**What you are asked to do:** Lines before the one containing "In the photograph above, where can the small" are left out; copy that line and every later line through the end of the data exactly.
>>>>
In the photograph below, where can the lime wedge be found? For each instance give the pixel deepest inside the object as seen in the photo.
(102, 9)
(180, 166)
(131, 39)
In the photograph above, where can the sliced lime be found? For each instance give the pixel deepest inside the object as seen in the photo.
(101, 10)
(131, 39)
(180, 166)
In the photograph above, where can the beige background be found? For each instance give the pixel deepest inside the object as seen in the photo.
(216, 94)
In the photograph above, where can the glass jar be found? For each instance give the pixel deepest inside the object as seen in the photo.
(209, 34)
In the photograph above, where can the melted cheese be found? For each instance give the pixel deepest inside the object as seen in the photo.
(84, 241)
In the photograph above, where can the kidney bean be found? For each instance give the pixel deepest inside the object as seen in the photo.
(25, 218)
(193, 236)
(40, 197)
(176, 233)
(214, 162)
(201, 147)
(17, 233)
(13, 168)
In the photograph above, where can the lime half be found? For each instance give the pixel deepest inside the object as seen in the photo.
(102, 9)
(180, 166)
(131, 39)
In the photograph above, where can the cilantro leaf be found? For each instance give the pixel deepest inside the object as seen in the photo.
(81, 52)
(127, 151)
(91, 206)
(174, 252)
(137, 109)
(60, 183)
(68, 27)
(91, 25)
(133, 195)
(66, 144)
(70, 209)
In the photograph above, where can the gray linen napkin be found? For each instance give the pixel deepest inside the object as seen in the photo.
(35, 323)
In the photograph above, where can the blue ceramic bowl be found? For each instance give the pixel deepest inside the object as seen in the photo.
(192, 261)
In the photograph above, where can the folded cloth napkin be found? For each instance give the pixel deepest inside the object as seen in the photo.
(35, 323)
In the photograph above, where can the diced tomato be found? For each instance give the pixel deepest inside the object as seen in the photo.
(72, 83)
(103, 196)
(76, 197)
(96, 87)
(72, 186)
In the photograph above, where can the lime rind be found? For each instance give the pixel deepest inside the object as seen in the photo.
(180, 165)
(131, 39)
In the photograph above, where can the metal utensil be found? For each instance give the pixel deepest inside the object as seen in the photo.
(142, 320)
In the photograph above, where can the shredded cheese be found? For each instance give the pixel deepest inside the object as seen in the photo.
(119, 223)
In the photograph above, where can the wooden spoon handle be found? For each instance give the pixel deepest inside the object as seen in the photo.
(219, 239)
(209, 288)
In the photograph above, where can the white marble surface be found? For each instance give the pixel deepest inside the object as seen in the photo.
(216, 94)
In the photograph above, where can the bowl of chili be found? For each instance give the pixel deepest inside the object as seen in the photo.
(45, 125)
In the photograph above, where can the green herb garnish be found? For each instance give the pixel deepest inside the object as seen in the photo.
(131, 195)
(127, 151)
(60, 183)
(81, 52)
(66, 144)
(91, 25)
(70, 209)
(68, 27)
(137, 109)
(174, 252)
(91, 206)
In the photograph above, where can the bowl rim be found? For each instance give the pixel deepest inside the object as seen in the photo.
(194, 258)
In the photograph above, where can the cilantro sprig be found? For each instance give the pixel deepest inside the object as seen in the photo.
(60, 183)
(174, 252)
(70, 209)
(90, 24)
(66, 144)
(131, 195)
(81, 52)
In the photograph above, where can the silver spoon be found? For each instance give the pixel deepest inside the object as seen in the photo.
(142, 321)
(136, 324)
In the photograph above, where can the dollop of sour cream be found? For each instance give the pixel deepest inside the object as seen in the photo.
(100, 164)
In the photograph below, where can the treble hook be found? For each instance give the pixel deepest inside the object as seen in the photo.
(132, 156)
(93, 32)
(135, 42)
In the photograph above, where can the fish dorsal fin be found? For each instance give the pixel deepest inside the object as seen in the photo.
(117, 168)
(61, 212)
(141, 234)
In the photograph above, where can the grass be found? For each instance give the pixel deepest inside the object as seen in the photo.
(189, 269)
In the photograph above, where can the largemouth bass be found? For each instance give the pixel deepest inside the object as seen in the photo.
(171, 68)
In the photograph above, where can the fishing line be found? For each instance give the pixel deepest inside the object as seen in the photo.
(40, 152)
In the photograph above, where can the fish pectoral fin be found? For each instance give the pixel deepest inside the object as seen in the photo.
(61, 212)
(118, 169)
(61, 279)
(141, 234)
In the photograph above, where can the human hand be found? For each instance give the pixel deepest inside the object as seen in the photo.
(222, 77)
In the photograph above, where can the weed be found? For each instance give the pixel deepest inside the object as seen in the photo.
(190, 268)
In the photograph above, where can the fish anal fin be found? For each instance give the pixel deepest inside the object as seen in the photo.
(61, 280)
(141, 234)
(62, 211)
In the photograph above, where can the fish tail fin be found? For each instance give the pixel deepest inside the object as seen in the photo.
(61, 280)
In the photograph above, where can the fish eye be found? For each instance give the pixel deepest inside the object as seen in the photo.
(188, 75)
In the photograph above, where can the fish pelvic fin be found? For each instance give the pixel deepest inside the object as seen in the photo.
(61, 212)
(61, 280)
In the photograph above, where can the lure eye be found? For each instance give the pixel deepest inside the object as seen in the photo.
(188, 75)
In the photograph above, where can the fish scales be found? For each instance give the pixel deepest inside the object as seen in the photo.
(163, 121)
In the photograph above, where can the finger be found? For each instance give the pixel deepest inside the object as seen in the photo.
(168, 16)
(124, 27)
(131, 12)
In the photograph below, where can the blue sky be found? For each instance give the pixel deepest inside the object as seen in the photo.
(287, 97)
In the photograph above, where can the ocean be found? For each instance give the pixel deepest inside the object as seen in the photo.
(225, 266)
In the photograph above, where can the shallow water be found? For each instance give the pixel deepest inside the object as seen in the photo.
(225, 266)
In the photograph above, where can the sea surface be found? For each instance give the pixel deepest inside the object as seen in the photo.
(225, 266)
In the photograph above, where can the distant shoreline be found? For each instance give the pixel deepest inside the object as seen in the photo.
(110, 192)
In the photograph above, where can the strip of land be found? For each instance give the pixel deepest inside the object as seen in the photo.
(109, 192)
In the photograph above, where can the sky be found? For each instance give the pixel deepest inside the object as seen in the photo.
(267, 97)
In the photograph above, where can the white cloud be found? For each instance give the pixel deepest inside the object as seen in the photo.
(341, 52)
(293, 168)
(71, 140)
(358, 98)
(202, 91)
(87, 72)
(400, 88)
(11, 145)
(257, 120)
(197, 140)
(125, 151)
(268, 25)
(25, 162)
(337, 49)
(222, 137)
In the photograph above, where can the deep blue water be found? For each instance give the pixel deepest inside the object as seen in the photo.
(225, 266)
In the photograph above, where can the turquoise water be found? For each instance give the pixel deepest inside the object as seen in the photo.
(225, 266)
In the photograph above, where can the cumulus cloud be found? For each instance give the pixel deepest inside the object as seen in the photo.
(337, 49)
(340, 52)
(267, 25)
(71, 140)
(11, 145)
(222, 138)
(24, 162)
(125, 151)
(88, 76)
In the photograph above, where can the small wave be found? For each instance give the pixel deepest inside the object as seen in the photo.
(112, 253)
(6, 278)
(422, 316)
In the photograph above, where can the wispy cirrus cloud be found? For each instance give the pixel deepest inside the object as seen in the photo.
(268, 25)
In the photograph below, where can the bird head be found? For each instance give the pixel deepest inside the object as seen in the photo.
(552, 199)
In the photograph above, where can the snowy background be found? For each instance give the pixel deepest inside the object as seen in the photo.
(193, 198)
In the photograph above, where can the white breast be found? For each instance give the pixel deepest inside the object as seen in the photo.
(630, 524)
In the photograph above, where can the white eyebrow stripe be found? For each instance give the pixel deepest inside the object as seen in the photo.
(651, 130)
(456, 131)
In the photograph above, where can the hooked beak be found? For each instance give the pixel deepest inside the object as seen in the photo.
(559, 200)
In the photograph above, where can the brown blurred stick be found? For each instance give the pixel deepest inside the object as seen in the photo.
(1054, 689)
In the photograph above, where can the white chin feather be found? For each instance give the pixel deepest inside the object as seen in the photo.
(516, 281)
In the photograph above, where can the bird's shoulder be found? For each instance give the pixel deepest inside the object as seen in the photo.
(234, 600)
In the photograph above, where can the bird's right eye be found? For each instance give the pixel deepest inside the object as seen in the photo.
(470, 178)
<<<<
**Solution for this problem:**
In the photograph above, where can the small wave be found? For each instance give the pixel deepest inside the object as seen in the photo.
(112, 253)
(6, 278)
(422, 316)
In the photograph above, where can the wispy cirrus cloud be found? For each instance give the pixel deepest inside the object as seen in the photo.
(268, 25)
In the photograph below, where can the bird head be found? For each instance give the pixel deepest inside the object as seen in the photo.
(552, 199)
In the photograph above, where can the snowy background be found? For each instance give the pixel deepest inside the object as seen in the photo.
(193, 198)
In the photograph above, where can the white breast be found? For each instance give the pixel deepest inside the object as seen in the photo.
(630, 524)
In the photograph above, where can the white eyebrow stripe be found? For each instance give the pixel deepest inside the object as seen in the photo.
(651, 130)
(456, 131)
In the photograph above, where can the hooked beak be found? For each instance give the pixel deepest inside the object as seen in the photo.
(559, 200)
In the photograph above, where can the brown blurred stick be found? For each instance give the pixel deepest inside the object as seen in the photo.
(1054, 689)
In the photograph above, where can the white chin feather be found? For each instance give the pixel deepest inside the object as seen in the photo.
(516, 281)
In the photograph above, where can the bird's shoulder be found? For each instance give the pixel deepest inside the object as seen in the photo.
(234, 600)
In the photograph above, where can the bird's right eye be found? For each instance give the pixel deepest inside the object as seen in the photo.
(470, 178)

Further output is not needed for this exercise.